┌─ EXCERPT PROVIDED
As to the difference of colour between the Eboan Africans and the modern Jews, I shall not presume to account for it. It is a subject which has engaged the pens of men of both genius and learning, and is far above my strength. The most able and Reverend Mr. T. Clarkson, however, in his much admired Essay on the Slavery and Commerce of the Human Species, has ascertained the cause, in a manner that at once solves every objection on that account, and, on my mind at least, has produced the fullest conviction. I shall therefore refer to that performance for the theory[H], contenting myself with extracting a fact as related by Dr. Mitchel[I]. “The Spaniards, who have inhabited America, under the torrid zone, for any time, are become as dark coloured as our native Indians of Virginia; of which I myself have been a witness.” There is also another instance[J] of a Portuguese settlement at Mitomba, a river in Sierra Leona; where the inhabitants are bred from a mixture of the first Portuguese discoverers with the natives, and are now become in their complexion, and in the woolly quality of their hair, perfect negroes, retaining however a smattering of the Portuguese language.
└─
┌─ INFORMATION SUPPLIED
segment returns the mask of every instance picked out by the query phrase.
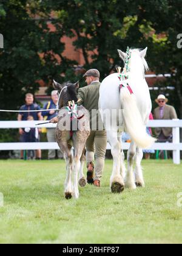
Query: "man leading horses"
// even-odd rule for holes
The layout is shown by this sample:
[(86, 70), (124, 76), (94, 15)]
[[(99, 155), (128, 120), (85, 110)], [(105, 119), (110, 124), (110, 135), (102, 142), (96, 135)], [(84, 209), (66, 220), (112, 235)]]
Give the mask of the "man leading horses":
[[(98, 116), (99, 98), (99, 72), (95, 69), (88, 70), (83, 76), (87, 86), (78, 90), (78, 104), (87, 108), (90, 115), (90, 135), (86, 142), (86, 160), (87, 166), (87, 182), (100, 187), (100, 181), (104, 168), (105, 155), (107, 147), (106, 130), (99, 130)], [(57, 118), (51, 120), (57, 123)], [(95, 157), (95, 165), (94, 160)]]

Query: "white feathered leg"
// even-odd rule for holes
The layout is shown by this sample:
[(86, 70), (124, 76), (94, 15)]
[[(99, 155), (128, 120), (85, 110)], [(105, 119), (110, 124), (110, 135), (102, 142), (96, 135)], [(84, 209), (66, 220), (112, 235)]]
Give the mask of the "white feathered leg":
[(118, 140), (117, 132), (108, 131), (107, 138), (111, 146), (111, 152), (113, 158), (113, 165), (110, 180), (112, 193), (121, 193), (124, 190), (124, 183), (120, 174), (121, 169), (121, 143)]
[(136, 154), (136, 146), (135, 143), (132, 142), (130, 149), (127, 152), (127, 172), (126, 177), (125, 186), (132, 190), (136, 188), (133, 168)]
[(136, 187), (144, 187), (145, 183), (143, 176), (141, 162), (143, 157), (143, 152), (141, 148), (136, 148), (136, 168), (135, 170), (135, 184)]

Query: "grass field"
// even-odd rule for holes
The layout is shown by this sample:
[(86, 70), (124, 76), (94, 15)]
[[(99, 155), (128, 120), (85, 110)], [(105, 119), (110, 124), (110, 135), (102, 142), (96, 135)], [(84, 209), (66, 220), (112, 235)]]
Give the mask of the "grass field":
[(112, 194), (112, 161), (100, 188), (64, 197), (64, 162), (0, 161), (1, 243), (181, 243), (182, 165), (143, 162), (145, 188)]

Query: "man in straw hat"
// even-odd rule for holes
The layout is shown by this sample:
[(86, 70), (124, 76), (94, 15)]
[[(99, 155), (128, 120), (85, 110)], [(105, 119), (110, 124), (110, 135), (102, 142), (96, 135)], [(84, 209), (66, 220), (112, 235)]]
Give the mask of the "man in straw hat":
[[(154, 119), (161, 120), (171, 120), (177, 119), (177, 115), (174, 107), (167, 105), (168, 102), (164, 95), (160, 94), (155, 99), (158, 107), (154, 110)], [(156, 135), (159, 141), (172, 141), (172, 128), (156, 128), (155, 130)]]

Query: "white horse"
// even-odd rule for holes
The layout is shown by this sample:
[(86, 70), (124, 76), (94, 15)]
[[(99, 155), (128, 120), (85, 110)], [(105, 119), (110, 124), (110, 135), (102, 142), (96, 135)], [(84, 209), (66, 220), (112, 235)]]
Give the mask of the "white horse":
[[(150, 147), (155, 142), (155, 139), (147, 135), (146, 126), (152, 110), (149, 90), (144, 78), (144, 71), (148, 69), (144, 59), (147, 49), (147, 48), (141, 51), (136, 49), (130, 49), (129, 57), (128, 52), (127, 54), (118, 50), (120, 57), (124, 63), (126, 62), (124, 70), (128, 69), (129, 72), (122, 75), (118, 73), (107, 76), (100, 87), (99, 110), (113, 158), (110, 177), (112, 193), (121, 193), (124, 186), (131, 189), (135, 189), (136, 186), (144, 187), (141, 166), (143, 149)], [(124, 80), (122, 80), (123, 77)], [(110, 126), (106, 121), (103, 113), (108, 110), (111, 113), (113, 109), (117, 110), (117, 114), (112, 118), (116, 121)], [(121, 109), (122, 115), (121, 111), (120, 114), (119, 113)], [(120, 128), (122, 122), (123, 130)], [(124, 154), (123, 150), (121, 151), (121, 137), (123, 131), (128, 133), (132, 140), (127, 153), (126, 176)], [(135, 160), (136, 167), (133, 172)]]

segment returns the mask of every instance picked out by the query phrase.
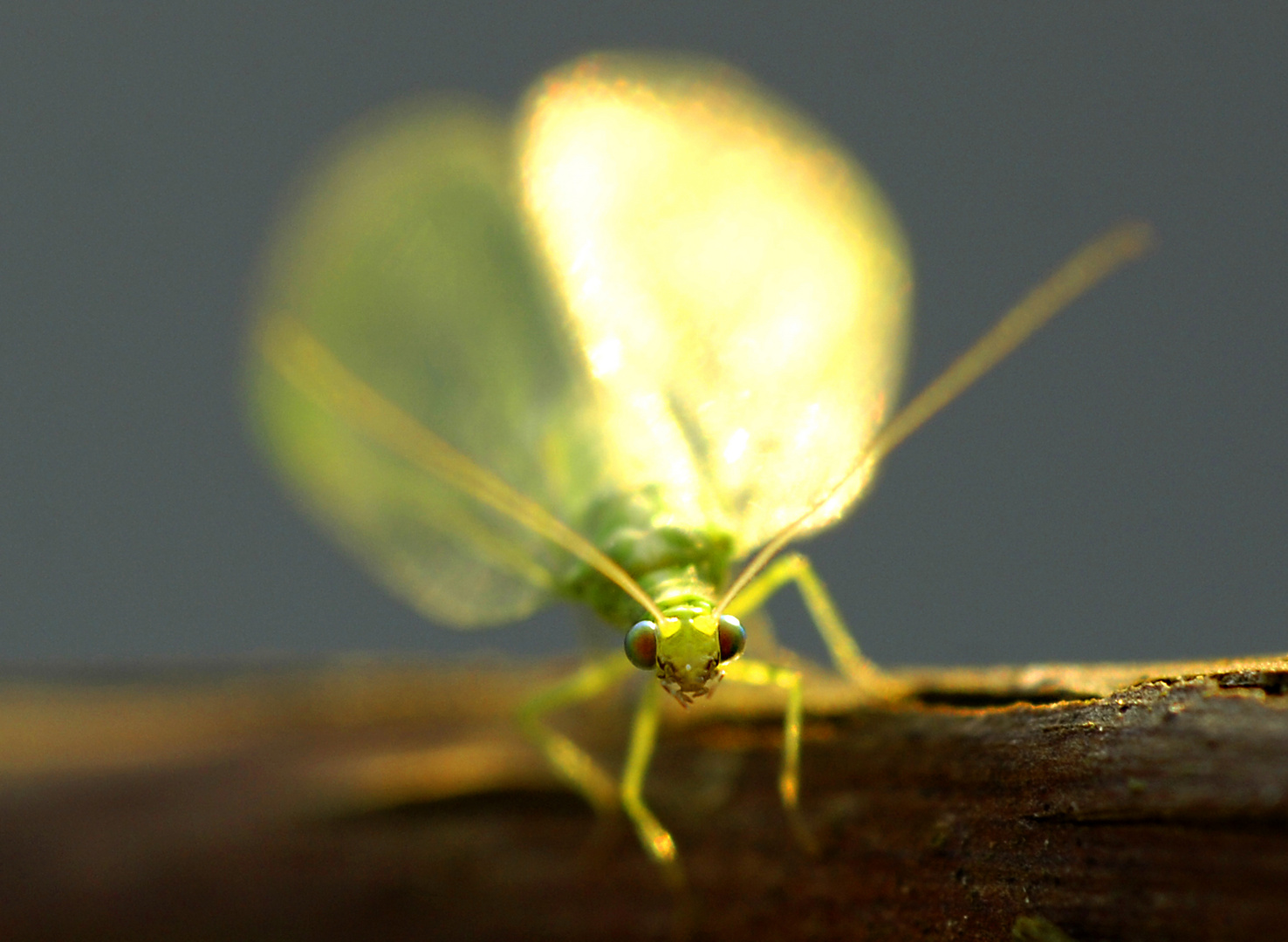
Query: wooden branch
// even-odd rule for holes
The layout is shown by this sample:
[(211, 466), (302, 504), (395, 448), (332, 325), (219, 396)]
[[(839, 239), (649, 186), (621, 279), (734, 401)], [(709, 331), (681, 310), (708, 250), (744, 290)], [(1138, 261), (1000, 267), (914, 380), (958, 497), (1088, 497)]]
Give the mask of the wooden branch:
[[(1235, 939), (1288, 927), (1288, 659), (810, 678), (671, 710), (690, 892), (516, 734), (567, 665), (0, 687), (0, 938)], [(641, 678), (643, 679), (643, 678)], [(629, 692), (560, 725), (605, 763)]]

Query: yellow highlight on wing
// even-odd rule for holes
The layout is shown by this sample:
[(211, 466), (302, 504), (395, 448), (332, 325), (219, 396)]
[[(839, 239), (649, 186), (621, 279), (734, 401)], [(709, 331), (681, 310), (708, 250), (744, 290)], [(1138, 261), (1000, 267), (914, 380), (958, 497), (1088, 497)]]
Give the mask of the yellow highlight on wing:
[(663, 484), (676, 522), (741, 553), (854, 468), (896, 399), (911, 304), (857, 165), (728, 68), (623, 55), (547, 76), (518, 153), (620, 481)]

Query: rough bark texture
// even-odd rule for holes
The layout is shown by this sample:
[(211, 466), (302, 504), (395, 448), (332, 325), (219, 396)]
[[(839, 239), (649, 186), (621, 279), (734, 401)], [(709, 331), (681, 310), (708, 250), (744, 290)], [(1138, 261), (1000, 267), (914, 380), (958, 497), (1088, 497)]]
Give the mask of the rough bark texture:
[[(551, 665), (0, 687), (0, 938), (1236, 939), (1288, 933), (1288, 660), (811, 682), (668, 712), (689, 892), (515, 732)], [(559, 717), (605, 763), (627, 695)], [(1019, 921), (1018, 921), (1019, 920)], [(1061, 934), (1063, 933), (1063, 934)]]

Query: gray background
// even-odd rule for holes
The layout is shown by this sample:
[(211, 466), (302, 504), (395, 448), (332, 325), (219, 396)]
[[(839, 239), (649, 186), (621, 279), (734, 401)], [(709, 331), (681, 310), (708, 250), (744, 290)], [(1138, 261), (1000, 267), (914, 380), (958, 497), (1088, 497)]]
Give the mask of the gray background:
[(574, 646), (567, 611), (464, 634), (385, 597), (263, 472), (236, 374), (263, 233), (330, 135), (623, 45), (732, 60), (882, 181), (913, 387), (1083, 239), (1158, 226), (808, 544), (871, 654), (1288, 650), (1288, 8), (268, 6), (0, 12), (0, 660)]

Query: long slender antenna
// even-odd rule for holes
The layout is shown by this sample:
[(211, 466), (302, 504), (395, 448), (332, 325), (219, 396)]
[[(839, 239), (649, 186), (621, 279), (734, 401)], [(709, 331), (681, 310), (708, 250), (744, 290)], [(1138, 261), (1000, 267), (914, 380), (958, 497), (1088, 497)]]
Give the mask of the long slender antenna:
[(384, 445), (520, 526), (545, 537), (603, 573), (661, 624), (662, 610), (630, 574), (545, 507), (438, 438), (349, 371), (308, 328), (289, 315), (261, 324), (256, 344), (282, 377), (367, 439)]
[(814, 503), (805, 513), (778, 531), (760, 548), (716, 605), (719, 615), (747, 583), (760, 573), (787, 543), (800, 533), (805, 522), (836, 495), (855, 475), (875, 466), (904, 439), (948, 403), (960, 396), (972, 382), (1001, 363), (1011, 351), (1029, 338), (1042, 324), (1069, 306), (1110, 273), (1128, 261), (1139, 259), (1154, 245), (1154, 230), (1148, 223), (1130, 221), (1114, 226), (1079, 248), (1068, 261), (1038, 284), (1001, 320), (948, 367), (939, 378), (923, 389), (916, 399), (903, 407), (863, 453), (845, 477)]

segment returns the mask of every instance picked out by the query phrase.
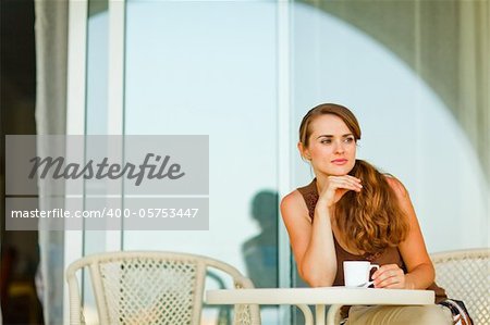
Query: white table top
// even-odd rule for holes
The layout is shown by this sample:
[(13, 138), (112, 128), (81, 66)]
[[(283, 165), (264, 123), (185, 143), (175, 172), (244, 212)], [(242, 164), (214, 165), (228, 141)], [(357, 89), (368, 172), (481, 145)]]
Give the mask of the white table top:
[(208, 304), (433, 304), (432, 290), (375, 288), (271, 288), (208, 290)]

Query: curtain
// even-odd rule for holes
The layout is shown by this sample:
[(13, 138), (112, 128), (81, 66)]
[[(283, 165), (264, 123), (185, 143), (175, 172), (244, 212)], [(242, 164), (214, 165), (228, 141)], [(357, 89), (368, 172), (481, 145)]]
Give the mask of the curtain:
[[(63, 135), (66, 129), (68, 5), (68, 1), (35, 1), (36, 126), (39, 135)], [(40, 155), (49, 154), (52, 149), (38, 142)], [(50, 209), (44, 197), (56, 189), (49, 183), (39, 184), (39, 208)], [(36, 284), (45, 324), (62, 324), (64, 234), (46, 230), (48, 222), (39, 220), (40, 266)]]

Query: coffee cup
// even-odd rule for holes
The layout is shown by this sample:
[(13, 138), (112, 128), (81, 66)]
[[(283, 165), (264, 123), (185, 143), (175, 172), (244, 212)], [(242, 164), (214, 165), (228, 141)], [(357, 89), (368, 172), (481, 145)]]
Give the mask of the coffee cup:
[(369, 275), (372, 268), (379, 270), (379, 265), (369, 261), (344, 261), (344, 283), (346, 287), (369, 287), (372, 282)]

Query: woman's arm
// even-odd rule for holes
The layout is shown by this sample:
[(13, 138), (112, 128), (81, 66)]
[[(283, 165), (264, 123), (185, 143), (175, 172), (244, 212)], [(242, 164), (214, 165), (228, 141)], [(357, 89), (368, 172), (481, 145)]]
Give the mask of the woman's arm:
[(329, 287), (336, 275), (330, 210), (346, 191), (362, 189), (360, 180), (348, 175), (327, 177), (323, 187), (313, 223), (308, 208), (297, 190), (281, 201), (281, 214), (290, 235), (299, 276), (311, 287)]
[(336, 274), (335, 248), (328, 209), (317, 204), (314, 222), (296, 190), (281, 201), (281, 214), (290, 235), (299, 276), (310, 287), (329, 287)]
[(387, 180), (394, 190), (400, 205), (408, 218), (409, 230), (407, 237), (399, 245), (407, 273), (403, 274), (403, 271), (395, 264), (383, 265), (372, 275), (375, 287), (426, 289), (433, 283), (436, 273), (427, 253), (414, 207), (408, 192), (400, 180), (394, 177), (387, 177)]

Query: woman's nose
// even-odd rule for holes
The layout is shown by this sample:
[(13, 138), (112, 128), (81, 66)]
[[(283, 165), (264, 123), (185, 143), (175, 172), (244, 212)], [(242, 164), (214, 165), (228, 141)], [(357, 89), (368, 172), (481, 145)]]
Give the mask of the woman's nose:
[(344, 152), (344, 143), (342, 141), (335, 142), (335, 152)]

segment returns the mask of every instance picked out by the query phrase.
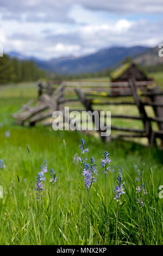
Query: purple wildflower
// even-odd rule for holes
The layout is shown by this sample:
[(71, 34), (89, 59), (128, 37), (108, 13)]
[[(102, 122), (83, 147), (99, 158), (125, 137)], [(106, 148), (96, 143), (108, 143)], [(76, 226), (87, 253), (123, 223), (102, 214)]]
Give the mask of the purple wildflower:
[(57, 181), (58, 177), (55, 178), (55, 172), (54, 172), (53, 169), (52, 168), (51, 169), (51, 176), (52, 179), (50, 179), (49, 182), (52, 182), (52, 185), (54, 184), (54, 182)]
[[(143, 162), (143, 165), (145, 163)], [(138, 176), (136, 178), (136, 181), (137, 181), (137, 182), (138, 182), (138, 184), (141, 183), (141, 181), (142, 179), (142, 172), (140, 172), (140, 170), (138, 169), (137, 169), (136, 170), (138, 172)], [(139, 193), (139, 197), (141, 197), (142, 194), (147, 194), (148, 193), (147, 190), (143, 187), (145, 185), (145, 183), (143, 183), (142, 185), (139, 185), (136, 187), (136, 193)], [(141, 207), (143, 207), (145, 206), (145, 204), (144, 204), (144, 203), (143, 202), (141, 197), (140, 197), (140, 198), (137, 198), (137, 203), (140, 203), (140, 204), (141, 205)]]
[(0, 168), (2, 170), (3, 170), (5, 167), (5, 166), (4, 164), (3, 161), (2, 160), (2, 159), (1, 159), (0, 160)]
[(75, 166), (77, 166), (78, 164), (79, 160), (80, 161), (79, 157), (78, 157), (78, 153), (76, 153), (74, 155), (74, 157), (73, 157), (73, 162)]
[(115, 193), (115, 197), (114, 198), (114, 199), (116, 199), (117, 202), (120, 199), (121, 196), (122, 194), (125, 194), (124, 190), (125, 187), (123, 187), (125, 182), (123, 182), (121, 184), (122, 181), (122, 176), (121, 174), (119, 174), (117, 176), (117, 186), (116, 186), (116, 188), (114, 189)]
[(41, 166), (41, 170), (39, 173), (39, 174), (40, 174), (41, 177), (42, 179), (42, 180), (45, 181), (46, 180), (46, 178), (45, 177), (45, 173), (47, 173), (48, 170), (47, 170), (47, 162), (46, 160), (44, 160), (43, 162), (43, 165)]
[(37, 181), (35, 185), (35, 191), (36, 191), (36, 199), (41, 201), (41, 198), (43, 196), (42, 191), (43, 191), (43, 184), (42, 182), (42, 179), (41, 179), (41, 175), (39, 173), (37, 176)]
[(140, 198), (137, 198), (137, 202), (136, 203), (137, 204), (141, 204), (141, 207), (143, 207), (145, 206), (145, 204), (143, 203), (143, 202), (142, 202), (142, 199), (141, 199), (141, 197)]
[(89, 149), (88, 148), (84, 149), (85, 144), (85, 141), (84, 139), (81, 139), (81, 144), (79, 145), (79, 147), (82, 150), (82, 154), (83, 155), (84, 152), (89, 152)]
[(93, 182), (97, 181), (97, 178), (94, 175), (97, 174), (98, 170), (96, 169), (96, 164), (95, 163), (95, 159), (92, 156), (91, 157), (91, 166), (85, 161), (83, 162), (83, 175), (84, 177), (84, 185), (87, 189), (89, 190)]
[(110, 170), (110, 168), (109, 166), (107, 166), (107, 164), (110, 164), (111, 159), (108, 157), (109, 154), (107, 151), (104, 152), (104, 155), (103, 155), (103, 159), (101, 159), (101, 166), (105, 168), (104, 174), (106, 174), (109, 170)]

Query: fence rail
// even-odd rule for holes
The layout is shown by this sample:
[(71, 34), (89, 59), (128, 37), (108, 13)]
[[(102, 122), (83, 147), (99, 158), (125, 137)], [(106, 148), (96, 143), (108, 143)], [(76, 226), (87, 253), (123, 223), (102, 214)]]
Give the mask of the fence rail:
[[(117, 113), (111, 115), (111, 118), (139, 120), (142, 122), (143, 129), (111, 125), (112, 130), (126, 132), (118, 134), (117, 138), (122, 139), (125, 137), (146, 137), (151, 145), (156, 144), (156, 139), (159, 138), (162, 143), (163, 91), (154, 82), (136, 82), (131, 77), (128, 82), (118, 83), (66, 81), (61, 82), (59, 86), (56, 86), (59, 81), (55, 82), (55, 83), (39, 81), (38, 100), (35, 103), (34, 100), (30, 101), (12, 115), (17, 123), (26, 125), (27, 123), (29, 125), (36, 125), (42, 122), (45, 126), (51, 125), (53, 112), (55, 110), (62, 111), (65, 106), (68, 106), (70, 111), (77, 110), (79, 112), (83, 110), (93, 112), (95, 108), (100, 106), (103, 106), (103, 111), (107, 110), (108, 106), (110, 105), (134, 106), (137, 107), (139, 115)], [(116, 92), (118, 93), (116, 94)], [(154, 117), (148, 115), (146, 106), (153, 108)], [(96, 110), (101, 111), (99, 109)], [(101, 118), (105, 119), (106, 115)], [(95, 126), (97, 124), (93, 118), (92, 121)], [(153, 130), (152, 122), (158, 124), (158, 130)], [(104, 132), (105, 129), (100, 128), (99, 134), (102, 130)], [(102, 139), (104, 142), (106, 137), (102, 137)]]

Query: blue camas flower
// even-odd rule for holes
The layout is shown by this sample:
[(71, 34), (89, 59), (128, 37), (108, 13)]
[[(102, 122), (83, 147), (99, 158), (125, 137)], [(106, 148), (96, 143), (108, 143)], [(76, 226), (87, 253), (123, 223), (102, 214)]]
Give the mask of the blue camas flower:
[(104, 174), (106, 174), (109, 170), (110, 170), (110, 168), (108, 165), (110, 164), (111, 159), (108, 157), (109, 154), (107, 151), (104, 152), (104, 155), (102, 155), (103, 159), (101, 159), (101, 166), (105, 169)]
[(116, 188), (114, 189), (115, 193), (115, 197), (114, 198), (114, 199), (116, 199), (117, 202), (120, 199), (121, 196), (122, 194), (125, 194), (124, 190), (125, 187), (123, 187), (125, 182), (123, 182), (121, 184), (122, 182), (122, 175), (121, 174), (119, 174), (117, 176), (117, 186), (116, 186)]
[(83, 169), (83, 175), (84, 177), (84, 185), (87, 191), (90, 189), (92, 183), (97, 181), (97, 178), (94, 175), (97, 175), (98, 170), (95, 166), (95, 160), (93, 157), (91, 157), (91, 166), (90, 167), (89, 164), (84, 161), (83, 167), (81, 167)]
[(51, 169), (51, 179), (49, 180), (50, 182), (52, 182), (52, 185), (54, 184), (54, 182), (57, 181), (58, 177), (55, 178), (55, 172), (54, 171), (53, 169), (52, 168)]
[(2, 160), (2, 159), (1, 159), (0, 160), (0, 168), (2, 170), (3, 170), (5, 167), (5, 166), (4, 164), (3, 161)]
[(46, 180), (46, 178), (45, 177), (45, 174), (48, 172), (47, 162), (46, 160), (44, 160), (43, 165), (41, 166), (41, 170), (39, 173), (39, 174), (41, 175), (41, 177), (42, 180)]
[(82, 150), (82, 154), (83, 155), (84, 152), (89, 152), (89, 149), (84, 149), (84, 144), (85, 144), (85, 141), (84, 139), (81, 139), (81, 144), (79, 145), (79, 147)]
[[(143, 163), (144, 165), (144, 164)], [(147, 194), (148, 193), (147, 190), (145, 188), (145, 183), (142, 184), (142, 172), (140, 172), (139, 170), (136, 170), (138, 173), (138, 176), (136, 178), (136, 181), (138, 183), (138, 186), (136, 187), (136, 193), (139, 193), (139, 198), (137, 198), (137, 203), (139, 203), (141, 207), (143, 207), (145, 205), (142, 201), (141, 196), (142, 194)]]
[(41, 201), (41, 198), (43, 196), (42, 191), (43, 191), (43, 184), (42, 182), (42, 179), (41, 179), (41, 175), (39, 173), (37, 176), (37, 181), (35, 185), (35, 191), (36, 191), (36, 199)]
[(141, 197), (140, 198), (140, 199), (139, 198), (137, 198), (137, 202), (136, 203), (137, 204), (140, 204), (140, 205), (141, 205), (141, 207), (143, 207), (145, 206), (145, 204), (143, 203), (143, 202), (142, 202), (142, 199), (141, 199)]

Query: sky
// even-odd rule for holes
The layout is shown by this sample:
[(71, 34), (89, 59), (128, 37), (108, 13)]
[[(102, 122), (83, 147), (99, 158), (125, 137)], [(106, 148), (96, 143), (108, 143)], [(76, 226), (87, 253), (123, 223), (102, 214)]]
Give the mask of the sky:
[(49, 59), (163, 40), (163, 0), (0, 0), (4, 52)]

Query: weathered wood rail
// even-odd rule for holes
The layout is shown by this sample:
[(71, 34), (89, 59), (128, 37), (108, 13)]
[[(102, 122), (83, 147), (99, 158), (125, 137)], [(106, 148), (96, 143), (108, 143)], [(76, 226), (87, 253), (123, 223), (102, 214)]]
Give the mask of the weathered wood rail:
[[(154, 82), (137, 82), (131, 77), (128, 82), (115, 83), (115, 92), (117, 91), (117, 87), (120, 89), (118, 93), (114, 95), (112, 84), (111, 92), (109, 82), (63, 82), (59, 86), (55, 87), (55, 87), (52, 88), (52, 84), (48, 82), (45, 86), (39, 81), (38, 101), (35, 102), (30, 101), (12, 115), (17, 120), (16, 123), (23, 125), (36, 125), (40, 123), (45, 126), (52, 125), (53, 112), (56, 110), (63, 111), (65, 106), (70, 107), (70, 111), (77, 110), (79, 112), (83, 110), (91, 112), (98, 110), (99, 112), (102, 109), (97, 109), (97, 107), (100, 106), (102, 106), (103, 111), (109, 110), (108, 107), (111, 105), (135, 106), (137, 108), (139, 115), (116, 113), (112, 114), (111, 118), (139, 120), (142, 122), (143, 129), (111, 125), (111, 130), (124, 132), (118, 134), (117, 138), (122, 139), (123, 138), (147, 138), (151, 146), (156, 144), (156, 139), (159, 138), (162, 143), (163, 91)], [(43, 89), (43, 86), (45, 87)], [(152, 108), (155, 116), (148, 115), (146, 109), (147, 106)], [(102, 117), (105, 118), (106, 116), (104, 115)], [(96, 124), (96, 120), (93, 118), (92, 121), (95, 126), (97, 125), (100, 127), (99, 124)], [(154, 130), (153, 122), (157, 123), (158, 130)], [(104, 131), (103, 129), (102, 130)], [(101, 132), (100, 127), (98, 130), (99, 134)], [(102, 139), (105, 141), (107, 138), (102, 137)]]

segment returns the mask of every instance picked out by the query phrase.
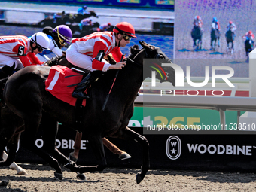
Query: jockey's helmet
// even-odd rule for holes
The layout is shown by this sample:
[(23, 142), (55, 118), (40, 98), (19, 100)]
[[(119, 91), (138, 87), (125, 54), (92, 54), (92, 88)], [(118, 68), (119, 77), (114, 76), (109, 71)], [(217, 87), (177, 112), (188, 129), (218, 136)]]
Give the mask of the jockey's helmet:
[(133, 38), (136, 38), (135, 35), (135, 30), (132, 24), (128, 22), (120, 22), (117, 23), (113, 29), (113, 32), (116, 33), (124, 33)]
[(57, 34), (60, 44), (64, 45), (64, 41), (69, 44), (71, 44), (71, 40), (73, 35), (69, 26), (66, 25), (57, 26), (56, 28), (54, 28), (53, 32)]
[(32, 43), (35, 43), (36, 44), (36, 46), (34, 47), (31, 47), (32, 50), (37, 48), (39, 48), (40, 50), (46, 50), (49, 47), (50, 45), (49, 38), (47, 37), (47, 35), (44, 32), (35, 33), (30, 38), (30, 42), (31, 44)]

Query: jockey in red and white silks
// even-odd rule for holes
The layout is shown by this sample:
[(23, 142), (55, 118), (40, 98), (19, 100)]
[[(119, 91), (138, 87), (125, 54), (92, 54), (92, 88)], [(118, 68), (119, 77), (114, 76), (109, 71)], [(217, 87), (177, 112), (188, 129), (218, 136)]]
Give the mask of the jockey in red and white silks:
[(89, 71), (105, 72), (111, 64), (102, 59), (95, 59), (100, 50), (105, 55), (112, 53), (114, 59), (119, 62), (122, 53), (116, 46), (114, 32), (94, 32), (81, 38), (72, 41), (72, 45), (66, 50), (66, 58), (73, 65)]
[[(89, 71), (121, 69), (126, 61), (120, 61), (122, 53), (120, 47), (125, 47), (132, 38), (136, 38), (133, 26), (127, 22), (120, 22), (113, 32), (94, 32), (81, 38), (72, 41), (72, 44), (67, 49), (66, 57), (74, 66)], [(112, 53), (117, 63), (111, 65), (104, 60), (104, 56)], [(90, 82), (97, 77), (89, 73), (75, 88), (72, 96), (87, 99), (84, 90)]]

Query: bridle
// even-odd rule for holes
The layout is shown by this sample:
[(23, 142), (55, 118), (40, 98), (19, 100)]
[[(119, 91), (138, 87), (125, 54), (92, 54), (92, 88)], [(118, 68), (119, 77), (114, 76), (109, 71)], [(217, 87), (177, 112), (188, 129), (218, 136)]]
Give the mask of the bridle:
└─
- **TASK TO CARRY OUT**
Please list every geographic place name that the excerpt mentions.

- **EXERCISE ANSWER**
America, Virginia, Mitomba, Sierra Leona